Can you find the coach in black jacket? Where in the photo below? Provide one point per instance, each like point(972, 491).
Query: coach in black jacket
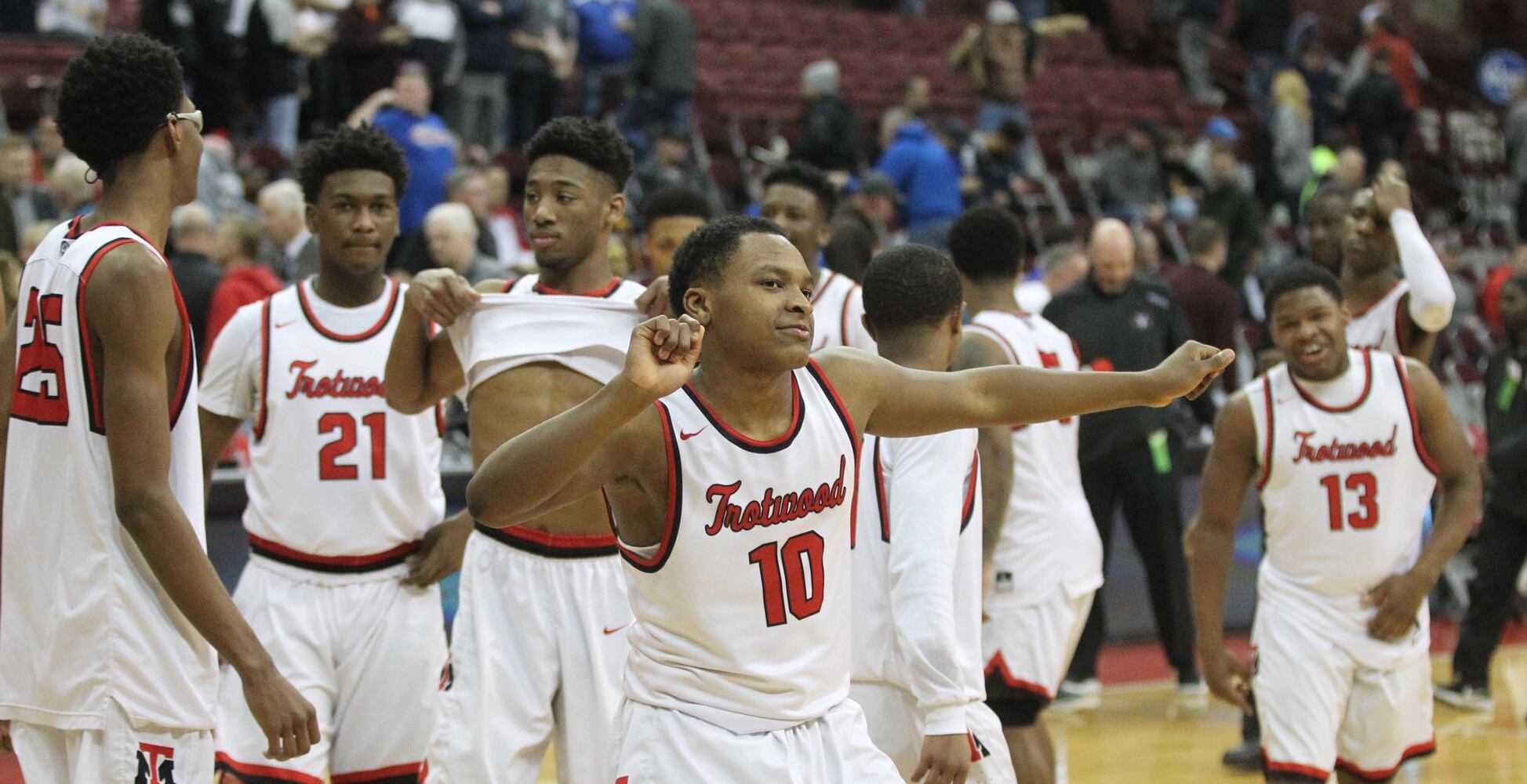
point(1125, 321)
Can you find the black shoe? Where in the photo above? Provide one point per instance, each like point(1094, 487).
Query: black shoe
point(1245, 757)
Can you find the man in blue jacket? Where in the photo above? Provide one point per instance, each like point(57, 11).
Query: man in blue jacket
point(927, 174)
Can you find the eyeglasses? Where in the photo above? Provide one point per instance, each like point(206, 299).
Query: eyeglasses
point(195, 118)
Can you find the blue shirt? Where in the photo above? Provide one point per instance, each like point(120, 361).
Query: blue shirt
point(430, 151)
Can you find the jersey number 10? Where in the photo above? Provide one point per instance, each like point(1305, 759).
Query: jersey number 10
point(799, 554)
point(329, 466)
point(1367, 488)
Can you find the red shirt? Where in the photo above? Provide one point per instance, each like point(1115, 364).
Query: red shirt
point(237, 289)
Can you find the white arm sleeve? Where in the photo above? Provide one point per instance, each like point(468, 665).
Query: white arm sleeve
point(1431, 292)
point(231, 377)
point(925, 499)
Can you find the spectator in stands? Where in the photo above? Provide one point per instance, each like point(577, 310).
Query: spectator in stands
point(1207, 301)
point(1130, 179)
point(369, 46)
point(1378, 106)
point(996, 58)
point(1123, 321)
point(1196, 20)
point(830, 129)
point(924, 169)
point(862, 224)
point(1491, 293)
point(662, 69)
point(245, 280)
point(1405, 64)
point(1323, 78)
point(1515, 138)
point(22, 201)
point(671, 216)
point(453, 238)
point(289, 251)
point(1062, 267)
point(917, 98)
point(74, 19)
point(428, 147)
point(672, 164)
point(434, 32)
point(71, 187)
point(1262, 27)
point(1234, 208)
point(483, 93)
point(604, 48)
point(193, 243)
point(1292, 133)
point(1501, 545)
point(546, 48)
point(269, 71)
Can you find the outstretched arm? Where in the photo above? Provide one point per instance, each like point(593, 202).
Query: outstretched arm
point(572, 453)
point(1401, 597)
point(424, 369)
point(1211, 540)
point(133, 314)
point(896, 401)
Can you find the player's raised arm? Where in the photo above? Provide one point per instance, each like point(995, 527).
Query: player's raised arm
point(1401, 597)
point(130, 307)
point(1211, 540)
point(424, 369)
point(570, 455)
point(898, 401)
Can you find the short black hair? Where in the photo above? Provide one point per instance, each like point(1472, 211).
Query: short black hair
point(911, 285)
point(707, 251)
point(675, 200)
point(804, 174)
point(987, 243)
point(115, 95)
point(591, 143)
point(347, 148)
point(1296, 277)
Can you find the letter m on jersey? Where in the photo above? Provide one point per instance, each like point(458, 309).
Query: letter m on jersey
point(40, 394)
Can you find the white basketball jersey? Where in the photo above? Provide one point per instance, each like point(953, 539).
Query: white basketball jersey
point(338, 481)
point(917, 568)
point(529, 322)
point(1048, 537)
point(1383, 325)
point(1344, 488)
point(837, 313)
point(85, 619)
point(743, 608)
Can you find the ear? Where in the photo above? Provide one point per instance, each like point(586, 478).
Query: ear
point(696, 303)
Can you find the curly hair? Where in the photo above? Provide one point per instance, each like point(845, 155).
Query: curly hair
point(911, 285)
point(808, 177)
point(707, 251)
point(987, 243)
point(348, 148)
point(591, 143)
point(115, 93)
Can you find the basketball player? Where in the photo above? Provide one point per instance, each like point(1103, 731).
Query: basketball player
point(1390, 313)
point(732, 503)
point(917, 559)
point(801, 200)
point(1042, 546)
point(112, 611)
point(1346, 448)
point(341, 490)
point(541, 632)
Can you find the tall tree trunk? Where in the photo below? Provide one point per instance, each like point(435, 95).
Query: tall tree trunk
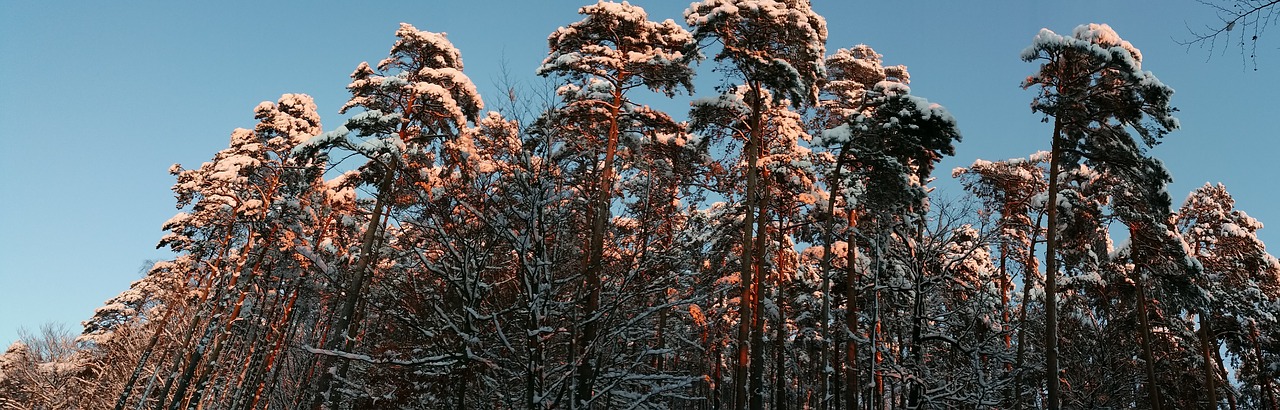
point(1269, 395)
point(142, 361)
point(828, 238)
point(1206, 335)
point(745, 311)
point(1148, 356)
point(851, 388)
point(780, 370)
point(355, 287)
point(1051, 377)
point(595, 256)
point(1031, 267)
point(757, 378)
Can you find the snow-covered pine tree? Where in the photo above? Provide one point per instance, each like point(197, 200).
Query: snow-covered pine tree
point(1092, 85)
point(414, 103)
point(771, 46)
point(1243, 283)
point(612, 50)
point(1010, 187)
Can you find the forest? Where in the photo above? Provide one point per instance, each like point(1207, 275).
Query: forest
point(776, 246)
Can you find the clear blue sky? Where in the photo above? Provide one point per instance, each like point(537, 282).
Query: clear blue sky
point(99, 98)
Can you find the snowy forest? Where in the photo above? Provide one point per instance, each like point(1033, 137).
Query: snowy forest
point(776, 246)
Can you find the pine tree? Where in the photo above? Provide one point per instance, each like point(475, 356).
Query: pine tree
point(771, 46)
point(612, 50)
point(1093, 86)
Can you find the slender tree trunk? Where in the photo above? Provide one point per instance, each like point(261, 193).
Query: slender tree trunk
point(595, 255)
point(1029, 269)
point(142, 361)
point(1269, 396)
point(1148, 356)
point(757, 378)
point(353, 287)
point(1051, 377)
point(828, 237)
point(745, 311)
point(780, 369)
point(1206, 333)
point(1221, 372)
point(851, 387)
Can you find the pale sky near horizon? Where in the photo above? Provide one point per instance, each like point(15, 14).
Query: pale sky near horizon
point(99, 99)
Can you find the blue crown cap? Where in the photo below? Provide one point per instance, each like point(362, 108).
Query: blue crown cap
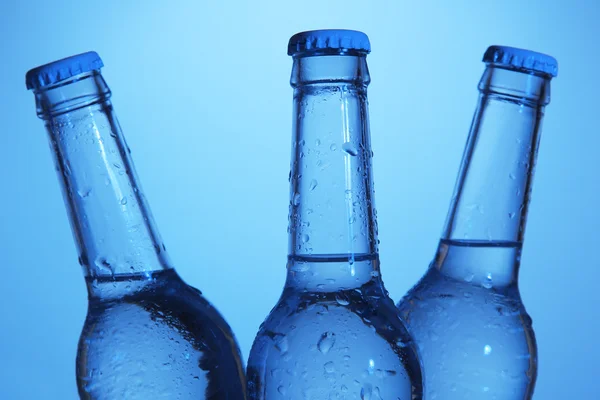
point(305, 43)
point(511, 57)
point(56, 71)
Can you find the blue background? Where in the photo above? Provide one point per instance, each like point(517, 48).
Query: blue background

**YOUR INSTRUCTIONS:**
Copy every line from the one holding "Can you find the basketball" to the one holding "point(99, 99)", both included, leaving out any pictures.

**CORRECT ANSWER:**
Can you find the basketball player? Where in the photo above? Provide one point per instance, each like point(1103, 731).
Query: basketball player
point(1390, 313)
point(732, 503)
point(917, 559)
point(801, 200)
point(1042, 546)
point(112, 611)
point(1346, 448)
point(341, 490)
point(541, 632)
Can you find the tall tree trunk? Where in the photo below? Provide one point per instance, each like point(435, 95).
Query: tall tree trunk
point(1269, 395)
point(142, 361)
point(828, 238)
point(1206, 335)
point(745, 311)
point(1148, 356)
point(851, 388)
point(780, 370)
point(355, 287)
point(1051, 377)
point(595, 256)
point(1031, 267)
point(757, 378)
Can you find the snow-covered pine tree? Where in the photo above? Provide one point per instance, each like point(197, 200).
Query: snow-covered pine tree
point(1092, 85)
point(414, 103)
point(771, 46)
point(1243, 283)
point(612, 50)
point(1010, 187)
Can you find the forest? Where in the photo above? Provide one point per instance, each like point(1207, 275).
Query: forest
point(776, 246)
Can you find the clear blue sky? Where in the photo above? Provide one point per instance, each like point(537, 282).
Query: clear blue sky
point(99, 98)
Can you find the snowy forest? Where in the photo above? Provide one point per instance, each like point(1033, 137).
Query: snowy forest
point(776, 246)
Can you find the pine tree? Where in the photo above? Provide one point per instance, each like point(475, 356).
Query: pine tree
point(771, 46)
point(612, 50)
point(1093, 86)
Can you find the slender tree trunk? Where in the photo above? Provide one point per instance, each like point(261, 193).
Query: slender tree trunk
point(595, 255)
point(1029, 269)
point(142, 361)
point(1269, 396)
point(1148, 356)
point(757, 378)
point(353, 287)
point(1051, 377)
point(828, 237)
point(745, 311)
point(780, 369)
point(1206, 333)
point(1221, 372)
point(851, 387)
Can you find the pale sky near horizon? Where in the photo above? Provide one point per instance, each like point(15, 14).
Query: pale sky near horizon
point(99, 99)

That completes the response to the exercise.